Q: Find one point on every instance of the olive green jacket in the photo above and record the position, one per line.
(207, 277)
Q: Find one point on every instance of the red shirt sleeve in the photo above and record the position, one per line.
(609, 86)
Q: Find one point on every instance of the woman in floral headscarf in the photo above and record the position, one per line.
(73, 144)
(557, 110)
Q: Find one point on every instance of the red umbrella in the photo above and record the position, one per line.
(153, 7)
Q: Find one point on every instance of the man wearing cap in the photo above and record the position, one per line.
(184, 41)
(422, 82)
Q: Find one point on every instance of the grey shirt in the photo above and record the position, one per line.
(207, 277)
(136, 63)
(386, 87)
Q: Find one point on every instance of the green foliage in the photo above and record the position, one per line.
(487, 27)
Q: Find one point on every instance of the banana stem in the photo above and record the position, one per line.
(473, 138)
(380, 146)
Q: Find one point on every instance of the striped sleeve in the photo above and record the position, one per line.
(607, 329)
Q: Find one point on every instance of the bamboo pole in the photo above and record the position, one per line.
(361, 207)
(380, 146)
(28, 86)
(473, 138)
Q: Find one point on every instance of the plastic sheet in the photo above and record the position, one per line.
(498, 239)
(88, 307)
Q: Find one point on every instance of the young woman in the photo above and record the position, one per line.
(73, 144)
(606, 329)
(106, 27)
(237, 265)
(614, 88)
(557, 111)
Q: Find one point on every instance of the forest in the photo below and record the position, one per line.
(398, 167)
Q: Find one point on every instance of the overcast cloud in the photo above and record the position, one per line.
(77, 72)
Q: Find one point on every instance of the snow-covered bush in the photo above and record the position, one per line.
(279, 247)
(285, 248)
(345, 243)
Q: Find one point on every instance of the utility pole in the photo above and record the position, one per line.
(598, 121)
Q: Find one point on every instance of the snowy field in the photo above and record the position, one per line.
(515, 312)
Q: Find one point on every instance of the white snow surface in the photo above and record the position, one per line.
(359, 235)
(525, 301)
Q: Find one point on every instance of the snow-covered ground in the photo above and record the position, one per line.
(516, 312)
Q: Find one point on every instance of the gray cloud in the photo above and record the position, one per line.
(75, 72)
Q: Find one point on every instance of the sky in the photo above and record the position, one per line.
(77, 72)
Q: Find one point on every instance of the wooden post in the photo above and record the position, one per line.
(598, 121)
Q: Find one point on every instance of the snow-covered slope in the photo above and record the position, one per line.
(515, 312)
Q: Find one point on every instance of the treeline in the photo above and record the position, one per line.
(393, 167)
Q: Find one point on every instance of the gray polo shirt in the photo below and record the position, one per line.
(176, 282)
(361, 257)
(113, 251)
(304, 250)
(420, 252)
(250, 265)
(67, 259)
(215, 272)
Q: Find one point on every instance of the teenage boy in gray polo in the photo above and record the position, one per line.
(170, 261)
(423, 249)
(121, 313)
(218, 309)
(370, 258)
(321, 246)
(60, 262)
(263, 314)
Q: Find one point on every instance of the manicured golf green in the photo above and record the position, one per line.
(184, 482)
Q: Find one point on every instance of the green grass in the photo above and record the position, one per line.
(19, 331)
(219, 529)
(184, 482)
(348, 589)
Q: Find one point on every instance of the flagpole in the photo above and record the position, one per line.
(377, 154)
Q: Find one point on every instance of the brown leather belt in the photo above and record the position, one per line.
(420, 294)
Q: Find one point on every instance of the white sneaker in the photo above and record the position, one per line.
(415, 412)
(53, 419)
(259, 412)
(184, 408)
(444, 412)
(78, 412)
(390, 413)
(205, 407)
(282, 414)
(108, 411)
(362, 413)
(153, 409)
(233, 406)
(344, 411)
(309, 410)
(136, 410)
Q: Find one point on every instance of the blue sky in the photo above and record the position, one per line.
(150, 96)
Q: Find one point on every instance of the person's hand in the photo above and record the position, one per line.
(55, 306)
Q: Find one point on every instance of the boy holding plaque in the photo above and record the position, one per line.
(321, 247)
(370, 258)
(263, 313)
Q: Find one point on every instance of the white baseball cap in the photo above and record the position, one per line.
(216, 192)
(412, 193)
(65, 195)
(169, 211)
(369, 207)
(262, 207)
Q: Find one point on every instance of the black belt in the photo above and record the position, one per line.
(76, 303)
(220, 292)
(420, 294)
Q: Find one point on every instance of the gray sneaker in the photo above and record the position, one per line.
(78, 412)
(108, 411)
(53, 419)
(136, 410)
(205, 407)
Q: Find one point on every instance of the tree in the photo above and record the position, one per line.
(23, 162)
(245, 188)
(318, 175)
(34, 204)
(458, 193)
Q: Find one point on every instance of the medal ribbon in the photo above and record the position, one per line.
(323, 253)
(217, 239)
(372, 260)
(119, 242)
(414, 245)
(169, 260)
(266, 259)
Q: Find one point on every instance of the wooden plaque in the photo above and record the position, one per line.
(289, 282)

**TO DO**
Everything from the line containing "Q: Find one point on every instance of the white baseball" through the final line of the listing, inclusive, must be reproduced exactly; leave out the rest.

**ANSWER FOR THE TASK**
Q: Find one point on every instance of the white baseball cap in the photo above and record the position, one per line.
(216, 192)
(412, 193)
(65, 195)
(169, 211)
(369, 207)
(262, 207)
Q: Find one point on every instance of the black belt in the photo above and record the position, one per line.
(76, 303)
(220, 292)
(420, 294)
Q: Find one point on every instance of the gray sneaker in the photo above and record the position, one per line.
(78, 412)
(108, 411)
(53, 419)
(136, 410)
(205, 407)
Q: Find one point on every instance of the tree in the photo above and record the position, one per line.
(23, 162)
(245, 188)
(318, 175)
(34, 204)
(458, 193)
Q: Find one point on every instance of the medal ribbon in the photo above and record the position, one per line.
(323, 253)
(217, 239)
(372, 260)
(119, 242)
(414, 245)
(169, 260)
(266, 259)
Q: Find one point on every instance of the wooden plaque in the photo above and record the position, one per line.
(289, 282)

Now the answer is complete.